Required work
Once you find the line containing "of the gravel" in the data below, copy it and each following line exactly, up to and including the line containing "the car wheel", and nothing else.

[Opening Recorded information section]

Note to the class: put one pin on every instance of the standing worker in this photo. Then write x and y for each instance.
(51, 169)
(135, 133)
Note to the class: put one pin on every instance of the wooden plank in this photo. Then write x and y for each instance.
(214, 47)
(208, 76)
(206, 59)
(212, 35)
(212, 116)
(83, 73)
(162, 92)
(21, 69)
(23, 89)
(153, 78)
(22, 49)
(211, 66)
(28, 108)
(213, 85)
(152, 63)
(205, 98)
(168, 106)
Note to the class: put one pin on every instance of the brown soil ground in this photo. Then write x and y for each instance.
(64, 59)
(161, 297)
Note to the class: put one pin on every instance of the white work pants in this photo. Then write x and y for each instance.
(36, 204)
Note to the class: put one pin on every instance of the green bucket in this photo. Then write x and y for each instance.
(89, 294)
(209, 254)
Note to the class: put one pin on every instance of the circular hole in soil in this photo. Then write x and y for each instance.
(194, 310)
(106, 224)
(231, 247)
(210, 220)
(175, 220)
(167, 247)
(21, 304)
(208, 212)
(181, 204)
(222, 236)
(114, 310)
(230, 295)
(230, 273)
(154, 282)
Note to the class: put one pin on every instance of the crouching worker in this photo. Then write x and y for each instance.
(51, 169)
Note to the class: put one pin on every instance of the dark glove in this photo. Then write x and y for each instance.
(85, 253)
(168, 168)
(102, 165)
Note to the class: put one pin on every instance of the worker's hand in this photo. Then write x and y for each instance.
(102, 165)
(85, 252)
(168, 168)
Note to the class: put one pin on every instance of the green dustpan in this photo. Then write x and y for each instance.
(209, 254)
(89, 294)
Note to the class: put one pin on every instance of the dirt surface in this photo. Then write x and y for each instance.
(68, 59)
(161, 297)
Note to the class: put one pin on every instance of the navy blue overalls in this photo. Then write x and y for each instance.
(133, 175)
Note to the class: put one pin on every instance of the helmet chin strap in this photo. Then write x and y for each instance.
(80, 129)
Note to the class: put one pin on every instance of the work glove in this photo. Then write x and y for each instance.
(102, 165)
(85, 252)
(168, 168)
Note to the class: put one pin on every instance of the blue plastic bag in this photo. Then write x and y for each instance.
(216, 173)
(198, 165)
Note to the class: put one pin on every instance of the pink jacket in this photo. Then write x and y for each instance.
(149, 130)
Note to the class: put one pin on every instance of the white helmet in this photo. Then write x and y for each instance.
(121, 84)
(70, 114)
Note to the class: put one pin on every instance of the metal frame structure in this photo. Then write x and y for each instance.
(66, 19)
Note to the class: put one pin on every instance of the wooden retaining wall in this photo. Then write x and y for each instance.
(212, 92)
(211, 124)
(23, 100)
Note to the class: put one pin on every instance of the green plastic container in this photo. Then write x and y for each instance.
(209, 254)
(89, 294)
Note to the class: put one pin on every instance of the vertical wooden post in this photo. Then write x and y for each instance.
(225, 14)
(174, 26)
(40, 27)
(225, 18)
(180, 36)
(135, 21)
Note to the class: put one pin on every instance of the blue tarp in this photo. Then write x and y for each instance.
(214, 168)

[Closing Recorded information section]
[Opening Recorded information section]

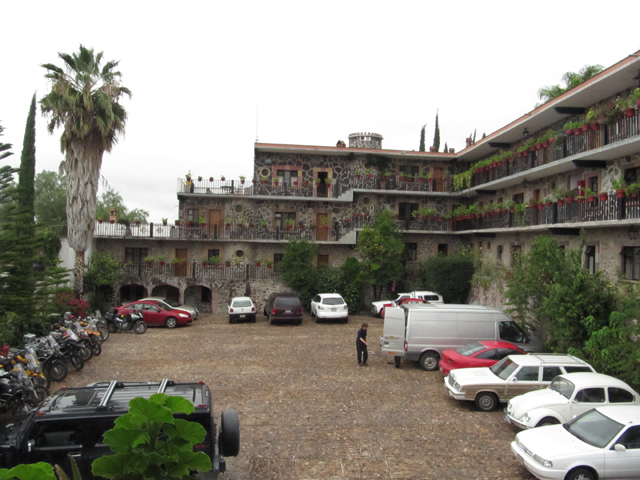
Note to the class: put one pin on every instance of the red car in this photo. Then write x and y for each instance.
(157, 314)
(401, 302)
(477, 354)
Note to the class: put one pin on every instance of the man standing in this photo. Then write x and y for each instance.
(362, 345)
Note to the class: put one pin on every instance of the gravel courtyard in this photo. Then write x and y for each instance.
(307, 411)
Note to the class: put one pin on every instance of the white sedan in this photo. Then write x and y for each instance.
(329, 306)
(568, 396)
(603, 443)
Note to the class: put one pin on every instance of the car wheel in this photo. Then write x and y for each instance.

[Closing Recorded information section]

Response for this exercise
Note to the class: put one pin on every instance of the gravel courtyard in this photo. Then write x and y for each instance.
(307, 411)
Note to the class: put one pin on every instance of the white sedan in this photo. Then write x and y for each instance.
(329, 306)
(568, 396)
(603, 443)
Note to the class: put one pin on every instance of the car wheel in this photo. Then write x and y for each instance.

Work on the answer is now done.